Complete the following:
1. Using the speech on the Inter-American human rights system, decide whether each statement below agrees with it. Answer yes or no and quote the words of the speech that settle it.
(a) In 1997 the Court changed its regulations so that victims could be represented independently in the reparations phase.
(b) The first meeting of the Ad Hoc Working Group took place outside Costa Rica.
(c) The Commission considers the Working Group's recommendations unrealistic.
2. Answer these questions from the speech on the Inter-American human rights system.
(a) On what date did the Government of Costa Rica host the dialogue of Foreign Ministers and Heads of Delegations in San Jose?
(b) Who delivered the speech setting out the Commission's views at the first meeting of the Ad Hoc Group?
(c) Who is the Commission's Executive Secretary?
3. List every person mentioned by name in the speech on the Inter-American human rights system.

Excerpt provided:
____________________

As you may know, the Court in 1997 modified its regulations to permit independent representation of the victims in the reparations phase of its proceedings. The Commission wishes to point out that the granting of independent standing to victims in other phases of litigation before the Court does not require opening the American Convention on Human Rights or an additional protocol thereto. Rather, it can be readily achieved through appropriate changes to the Courts and the Commissions regulations.
While in Costa Rica, members of the Commission also participated on November 23, and 24 in the Seminar organized by the Court on "The Inter-American System for the Protection of Human Rights on the Threshold of the Twenty-first Century", and attended several events organized by the Government of Costa Rica to mark the respective anniversaries of the Commission, the Court and the American Convention.
As you know, the Government of Costa Rica, in conjunction with these festivities, also hosted in San Jose on November 22 a dialogue of Foreign Ministers and Heads of Delegations to discuss strengthening the regions human rights system. As a result of that meeting, an Ad Hoc Working Group was created for the purpose of elaborating an action plan to strengthen the Inter-American Human Rights system for consideration by the Foreign Ministers.
The first meeting of this Ad Hoc Group, which the Commission was invited to address, was held in San Jose, Costa Rica on February 10 and 11 of this year. At the meeting, the Commissions First Vice-Chairman, Helio Bicudo, delivered a speech which set forth the Commissions views on a variety of issues it believes should be taken into account by the Working Group in its consideration of ways and means to strengthen the regions human rights system. The Commissions Secretariat will shortly forward to the Permanent Missions copies of Dr. Bicudos remarks.
Let me indicate that the Commission is pleased with the outcome of this initial meeting of the Ad Hoc Working Group. The recommendations formulated by the Group are relevant, realistic and achievable. If ultimately accepted and implemented, they could significantly contribute to strengthening the respective functions of the systems supervisory organs and enhance both at the national and international levels, the human rights protection of our regions peoples.
Mr. President: The Commission is keenly aware that it must do its part in connection with the various ongoing processes of reflection designed to strengthen our human rights system. Together with the Court, we are examining in an unprecedented fashion ways to streamline procedures and avoid needless duplication of work. Let me reiterate that the Commission is committed to reforming in a responsive and responsible way a variety of its practices and procedures. Such reforms are a priority for this Commission. Let me also take this opportunity to restate the Commissions pledge to fully cooperate with the process initiated in the Committee on Political and Juridical Affairs of the Permanent Council regarding the Inter-American Human Rights system. I should like to note that Ambassador Claude Heller has maintained an ongoing and positive dialogue with the Commission concerning this process, and we look forward to future opportunities to participate in its work.
Finally, my colleagues on the Commission join me in expressing our thanks and deep gratitude to Ambassador Jorge Taiana, our Executive Secretary, and the Commissions staff for their splendid and extraordinarily dedicated work in promoting and protecting human rights throughout the region.

____________________

Entries provided:
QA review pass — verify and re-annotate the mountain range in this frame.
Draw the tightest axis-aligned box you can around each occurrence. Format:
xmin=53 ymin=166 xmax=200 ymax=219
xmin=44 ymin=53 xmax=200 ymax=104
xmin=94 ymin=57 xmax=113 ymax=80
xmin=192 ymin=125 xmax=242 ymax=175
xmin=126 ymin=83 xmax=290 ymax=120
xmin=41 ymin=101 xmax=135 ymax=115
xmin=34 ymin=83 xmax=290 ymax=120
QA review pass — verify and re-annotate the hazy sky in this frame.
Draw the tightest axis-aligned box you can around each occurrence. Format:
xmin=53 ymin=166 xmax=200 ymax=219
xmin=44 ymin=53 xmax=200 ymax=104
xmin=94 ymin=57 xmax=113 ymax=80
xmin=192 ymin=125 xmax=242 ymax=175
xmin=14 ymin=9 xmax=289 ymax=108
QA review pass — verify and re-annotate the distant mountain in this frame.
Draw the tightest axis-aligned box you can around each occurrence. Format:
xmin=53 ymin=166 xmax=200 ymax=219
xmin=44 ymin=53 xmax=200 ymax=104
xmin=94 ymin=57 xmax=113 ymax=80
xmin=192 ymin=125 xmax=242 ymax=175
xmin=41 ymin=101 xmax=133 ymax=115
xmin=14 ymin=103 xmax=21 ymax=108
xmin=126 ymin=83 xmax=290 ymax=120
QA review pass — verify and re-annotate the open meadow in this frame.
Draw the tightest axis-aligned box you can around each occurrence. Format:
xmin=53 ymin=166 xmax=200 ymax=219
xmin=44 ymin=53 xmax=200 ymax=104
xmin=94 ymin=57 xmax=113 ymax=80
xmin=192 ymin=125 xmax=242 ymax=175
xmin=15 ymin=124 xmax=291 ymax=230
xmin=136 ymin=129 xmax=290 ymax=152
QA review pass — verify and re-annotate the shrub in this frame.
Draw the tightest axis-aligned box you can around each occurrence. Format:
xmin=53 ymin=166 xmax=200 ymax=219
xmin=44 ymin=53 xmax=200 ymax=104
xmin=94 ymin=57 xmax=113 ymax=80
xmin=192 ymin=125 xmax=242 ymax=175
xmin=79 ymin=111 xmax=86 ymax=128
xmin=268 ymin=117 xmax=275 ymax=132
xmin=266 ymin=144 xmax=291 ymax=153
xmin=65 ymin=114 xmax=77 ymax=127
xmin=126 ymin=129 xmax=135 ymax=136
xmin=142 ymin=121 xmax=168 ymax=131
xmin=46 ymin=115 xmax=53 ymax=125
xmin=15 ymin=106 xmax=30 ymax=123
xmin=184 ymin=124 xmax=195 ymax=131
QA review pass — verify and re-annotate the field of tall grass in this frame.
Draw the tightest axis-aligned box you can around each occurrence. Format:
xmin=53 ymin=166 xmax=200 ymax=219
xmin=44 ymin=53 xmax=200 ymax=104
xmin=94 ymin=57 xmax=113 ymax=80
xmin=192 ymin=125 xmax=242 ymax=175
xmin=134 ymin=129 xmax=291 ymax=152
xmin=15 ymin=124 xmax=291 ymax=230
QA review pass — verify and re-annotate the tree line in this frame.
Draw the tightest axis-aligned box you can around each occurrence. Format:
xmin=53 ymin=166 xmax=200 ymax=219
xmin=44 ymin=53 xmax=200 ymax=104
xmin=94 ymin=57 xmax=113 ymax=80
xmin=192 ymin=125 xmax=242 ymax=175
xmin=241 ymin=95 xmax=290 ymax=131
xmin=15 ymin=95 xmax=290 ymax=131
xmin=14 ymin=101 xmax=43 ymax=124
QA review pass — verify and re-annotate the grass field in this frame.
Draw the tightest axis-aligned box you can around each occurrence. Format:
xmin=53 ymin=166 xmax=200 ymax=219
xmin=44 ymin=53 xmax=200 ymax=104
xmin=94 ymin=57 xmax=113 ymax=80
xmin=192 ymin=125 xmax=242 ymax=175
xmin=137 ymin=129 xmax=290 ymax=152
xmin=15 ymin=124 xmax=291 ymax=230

____________________

Solutions in order:
1.
(a) Yes: "the Court in 1997 modified its regulations to permit independent representation of the victims in the reparations phase of its proceedings"
(b) No: "was held in San Jose, Costa Rica on February 10 and 11 of this year"
(c) No: "The recommendations formulated by the Group are relevant, realistic and achievable."

2.
(a) November 22
(b) Helio Bicudo, the Commission's First Vice-Chairman
(c) Ambassador Jorge Taiana

3.
Helio Bicudo
Claude Heller
Jorge Taiana